## EXERCISE OBJECTIVE
In the entries that follow, identify the line containing "Target: woman in tan coat" and return it together with all later lines, exactly as they appear.

(Saved entries)

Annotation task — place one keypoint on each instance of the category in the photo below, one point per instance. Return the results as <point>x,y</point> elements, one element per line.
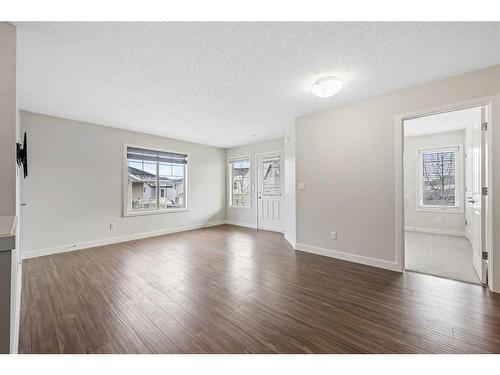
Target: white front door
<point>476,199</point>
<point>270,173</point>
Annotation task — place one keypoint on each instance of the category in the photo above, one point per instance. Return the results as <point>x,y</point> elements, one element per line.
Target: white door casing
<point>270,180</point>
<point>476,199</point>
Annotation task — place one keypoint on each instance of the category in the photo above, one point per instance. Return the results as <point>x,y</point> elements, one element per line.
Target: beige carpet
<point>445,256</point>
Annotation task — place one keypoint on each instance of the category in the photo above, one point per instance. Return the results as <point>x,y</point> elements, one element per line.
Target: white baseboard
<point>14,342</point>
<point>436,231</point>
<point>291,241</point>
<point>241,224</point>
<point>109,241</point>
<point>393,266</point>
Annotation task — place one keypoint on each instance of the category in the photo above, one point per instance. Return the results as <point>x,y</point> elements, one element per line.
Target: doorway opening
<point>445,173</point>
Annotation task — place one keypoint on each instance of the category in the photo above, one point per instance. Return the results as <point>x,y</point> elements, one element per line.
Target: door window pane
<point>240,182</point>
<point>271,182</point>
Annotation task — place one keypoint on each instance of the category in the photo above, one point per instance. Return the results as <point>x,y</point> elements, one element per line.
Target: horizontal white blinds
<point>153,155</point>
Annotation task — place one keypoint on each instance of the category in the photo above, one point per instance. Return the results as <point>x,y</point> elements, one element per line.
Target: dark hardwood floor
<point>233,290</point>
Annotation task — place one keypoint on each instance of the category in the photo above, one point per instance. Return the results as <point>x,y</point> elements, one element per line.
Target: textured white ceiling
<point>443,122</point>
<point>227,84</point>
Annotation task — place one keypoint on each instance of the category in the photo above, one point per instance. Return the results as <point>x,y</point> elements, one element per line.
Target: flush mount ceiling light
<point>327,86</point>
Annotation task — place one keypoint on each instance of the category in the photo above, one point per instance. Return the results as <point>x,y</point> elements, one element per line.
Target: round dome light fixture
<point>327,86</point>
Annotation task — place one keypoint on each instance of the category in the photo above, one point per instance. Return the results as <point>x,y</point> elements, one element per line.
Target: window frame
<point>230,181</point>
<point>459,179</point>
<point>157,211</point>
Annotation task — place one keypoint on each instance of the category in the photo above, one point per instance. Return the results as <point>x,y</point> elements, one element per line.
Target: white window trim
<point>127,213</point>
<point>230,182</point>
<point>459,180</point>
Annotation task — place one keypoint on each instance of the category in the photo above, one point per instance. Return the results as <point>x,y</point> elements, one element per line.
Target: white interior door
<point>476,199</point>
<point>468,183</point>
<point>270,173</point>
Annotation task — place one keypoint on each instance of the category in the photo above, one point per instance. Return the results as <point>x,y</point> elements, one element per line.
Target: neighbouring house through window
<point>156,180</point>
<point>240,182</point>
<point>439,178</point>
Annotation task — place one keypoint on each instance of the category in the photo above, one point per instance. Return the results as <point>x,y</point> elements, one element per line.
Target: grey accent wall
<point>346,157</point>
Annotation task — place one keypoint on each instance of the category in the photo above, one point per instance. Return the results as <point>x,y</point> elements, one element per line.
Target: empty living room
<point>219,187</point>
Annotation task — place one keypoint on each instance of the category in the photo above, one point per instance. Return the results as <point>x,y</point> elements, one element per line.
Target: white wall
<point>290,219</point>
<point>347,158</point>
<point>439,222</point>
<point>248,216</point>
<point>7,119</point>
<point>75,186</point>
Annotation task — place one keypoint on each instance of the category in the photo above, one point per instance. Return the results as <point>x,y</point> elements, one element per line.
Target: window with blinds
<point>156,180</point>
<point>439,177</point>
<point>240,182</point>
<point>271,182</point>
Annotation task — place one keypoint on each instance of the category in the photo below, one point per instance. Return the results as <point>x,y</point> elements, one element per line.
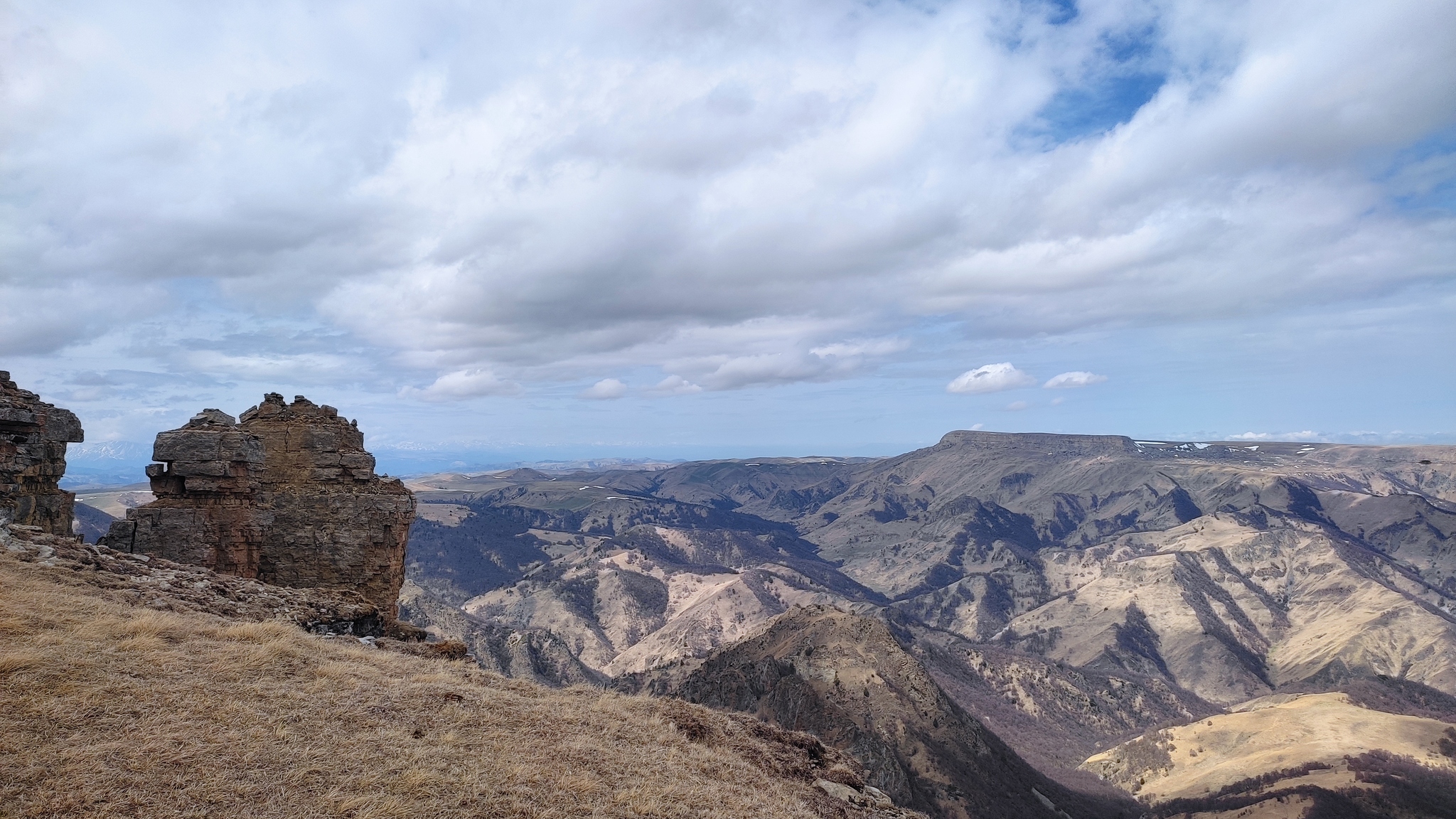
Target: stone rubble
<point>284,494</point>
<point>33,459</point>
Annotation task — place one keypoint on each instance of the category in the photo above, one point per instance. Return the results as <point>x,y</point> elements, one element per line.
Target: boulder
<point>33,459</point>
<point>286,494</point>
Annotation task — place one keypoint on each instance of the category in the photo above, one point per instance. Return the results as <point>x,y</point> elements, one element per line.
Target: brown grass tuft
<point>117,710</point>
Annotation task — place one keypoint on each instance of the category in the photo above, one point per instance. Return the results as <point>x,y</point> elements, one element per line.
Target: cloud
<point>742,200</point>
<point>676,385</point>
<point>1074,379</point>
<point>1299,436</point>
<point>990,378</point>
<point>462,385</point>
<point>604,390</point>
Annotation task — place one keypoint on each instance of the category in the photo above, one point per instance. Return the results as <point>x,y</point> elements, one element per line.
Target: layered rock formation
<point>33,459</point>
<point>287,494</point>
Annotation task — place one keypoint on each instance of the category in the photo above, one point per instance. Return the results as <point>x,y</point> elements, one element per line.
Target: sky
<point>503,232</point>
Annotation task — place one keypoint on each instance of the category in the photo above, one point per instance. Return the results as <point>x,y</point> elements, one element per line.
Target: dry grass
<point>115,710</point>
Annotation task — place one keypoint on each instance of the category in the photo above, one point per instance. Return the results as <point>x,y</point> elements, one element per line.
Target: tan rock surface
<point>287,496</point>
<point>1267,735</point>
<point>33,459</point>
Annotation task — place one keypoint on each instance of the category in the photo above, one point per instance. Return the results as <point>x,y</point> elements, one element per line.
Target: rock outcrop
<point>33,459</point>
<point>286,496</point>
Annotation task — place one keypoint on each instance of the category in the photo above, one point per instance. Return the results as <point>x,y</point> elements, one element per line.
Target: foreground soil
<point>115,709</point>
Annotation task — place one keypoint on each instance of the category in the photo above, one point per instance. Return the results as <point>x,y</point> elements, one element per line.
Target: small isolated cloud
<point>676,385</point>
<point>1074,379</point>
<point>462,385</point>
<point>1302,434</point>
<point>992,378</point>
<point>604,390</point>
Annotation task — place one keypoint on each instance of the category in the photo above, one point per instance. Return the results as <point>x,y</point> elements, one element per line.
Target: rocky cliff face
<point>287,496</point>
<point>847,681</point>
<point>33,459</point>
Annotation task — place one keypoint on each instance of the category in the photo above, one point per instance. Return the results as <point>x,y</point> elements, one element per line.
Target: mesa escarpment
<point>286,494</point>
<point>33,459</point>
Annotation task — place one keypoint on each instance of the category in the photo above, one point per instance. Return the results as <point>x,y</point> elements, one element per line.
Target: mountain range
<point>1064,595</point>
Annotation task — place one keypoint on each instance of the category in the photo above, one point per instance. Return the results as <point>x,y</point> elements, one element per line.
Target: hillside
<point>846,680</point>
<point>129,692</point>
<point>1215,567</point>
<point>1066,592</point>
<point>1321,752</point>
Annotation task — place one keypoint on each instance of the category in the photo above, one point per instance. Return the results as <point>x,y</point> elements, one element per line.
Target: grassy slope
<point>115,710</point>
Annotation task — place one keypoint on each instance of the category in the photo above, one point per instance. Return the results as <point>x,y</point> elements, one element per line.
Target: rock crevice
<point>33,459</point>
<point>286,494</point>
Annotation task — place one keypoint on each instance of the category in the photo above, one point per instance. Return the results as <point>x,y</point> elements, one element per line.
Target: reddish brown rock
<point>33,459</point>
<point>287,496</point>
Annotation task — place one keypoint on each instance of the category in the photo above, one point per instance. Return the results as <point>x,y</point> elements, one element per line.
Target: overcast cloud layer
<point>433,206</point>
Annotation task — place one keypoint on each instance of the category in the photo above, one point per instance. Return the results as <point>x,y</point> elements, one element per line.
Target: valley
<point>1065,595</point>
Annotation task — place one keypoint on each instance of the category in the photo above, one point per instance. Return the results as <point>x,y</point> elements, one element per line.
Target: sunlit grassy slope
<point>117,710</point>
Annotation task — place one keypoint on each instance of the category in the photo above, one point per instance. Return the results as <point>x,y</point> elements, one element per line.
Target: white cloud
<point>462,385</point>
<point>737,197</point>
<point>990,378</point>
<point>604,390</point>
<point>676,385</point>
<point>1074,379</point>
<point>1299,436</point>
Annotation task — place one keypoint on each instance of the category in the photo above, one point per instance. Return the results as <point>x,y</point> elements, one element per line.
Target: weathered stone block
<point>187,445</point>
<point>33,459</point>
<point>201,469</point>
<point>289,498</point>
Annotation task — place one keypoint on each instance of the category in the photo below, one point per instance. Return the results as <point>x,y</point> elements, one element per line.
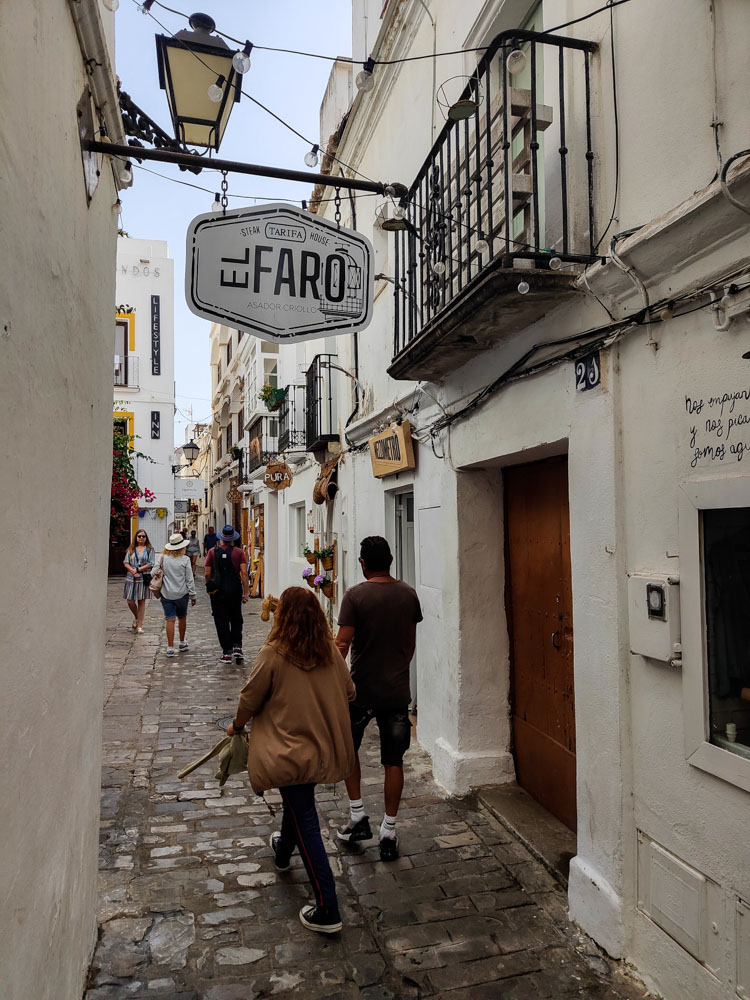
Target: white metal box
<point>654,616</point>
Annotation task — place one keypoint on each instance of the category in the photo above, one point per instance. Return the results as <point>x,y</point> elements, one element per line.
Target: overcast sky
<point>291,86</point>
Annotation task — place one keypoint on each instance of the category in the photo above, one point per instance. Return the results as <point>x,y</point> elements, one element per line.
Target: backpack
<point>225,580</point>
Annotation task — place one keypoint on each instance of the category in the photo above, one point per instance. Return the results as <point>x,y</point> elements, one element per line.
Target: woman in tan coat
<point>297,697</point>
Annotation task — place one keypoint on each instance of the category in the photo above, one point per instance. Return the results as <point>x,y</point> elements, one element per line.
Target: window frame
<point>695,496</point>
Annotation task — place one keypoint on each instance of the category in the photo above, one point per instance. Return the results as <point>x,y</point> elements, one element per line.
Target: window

## ANSWER BELOW
Target: woman in tan coat
<point>297,697</point>
Annotation task — place one keypoint on each instance of the category in the photo above, one point per instance. Return the results as <point>x,y</point> elements, one element per line.
Target: window frame
<point>695,496</point>
Annotation task — place one keypoint on each instance of the category in the photo above, one point per instance. Return the results as <point>x,y</point> elements, one element per line.
Target: window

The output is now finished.